## Stated exercise A
Please transcribe the post below word for word, starting at "Staining the walls" and ending at "prejudice to vulnerability.".

## Page
Staining the walls of the palace of public discourse



Tuesday 19 February 2013

Of Sticks and Stones

Everyone with an interest in language, its use and abuse, will ask themselves the same question from time-to-time: are words really that important?  Does analysing public discourse provide any benefit – even assuming that anyone pays attention in the first place – or is it just the intellectual equivalent of discussing prevention strategies while the bushfire is actually raging? Sadly, the world will reliably bring forth evidence to set your mind at ease, evidence that the narratives we construct can create not only disadvantage but actual harm to individuals.  Words create myths, myths lead to prejudice and prejudice to vulnerability.
Australian political discourse is filled with myths.  My last post, The Cold Water, discussed myths around the industrial relations debate.  But one of the most pervasive myths in recent discourse is the “threat of the refugee” – the impertinent queue jumper, here to take our jobs and undermine our shared values (just as soon as we figure out what they are).  It’s a flimsy narrative built on an absence of evidence and based is an essential contradiction: people so desperate to join our community that they are willing to risk their lives, somehow, represent a threat to our way of life.  Yet, we have become so fearful of the “refugee peril” we have invented that we classify them, through our words and our actions, as criminals.  We imprison them to protect ourselves from what, in reality, is a terrible desire to be a member of our society.  In doing so, we provide no chance to disprove the myth, so it becomes self-fulfilling and unchallenged:  refugees need to be detained because detention is what you do with refugees.  The debate shifts to methodology of detention.  The myth becomes orthodoxy.  The disempowerment complete and vulnerability established.  Meanwhile, we all sleep at night knowing that our borders are protected from the unceasing scourge of the desperate.

## Stated exercise B
Find each line in the records below that contains the word "with" and copy those lines out.

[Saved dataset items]

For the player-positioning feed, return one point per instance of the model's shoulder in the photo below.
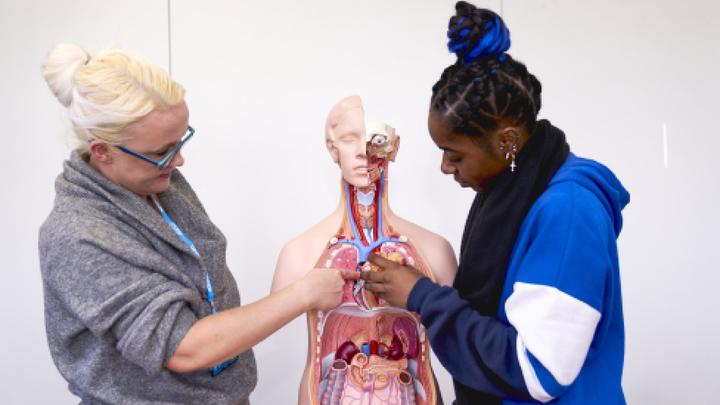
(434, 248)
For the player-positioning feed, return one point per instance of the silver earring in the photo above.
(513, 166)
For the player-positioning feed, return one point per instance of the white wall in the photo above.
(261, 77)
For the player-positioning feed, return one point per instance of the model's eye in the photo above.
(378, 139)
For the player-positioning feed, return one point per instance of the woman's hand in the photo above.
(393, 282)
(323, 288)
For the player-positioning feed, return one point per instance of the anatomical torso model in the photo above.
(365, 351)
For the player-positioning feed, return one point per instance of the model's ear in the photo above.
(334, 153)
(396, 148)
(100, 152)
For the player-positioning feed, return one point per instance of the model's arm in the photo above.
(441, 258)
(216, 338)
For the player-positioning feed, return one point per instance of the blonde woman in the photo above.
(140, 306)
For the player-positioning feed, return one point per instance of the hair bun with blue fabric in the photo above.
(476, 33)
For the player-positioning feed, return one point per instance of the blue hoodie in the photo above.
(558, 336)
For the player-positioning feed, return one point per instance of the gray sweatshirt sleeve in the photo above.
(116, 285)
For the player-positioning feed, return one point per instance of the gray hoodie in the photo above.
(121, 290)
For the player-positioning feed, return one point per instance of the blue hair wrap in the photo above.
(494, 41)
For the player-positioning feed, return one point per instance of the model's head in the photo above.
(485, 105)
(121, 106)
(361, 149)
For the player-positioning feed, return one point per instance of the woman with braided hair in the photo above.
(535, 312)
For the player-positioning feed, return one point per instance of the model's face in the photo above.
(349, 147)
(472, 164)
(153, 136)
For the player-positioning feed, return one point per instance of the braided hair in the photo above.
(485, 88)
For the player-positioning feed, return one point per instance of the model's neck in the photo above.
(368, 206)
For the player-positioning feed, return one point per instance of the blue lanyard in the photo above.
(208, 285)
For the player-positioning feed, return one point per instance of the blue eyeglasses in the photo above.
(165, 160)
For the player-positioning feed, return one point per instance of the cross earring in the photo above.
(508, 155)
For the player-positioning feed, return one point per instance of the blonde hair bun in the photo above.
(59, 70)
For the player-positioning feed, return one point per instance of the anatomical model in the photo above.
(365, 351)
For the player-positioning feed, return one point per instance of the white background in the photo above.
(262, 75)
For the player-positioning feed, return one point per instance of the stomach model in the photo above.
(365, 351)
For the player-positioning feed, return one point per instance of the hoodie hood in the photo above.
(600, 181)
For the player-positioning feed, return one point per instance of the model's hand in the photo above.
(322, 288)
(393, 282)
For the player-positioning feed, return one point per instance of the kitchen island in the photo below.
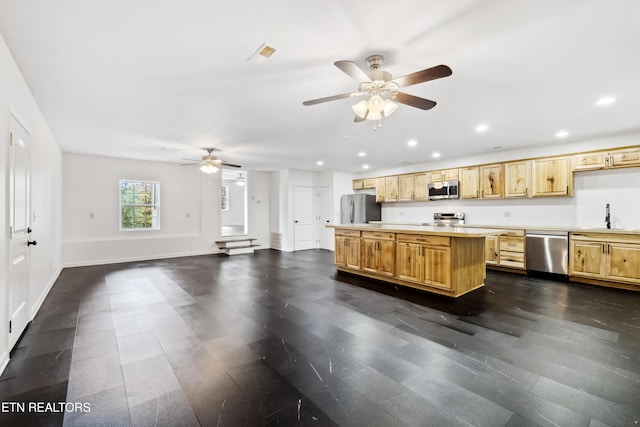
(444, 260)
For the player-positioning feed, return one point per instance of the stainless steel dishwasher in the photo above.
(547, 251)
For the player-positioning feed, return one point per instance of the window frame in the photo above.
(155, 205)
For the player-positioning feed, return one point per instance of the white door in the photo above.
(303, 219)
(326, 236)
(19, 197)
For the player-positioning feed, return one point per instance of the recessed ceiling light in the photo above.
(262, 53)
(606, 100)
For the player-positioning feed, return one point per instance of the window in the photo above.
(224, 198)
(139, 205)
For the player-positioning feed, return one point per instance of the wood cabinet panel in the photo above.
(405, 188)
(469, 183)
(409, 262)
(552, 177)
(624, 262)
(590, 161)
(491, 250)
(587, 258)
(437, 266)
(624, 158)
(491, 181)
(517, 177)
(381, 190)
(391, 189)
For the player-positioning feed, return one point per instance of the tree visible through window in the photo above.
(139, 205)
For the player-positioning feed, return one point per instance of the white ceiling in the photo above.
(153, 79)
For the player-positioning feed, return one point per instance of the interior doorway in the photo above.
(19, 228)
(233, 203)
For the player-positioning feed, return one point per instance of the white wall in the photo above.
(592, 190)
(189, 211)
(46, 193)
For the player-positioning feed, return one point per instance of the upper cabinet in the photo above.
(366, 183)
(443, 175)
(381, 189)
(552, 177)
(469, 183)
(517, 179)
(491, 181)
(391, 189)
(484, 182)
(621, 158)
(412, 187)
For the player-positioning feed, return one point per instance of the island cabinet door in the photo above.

## Full answer A
Staining the walls of the palace of public discourse



Tuesday 19 February 2013

Of Sticks and Stones

Everyone with an interest in language, its use and abuse, will ask themselves the same question from time-to-time: are words really that important?  Does analysing public discourse provide any benefit – even assuming that anyone pays attention in the first place – or is it just the intellectual equivalent of discussing prevention strategies while the bushfire is actually raging? Sadly, the world will reliably bring forth evidence to set your mind at ease, evidence that the narratives we construct can create not only disadvantage but actual harm to individuals.  Words create myths, myths lead to prejudice and prejudice to vulnerability.

## Full answer B
For the player-positioning feed, return one point per instance of the hair bun with blue fabric in the photo above.
For the player-positioning feed, return one point per instance of the woman with braided hair in the photo above.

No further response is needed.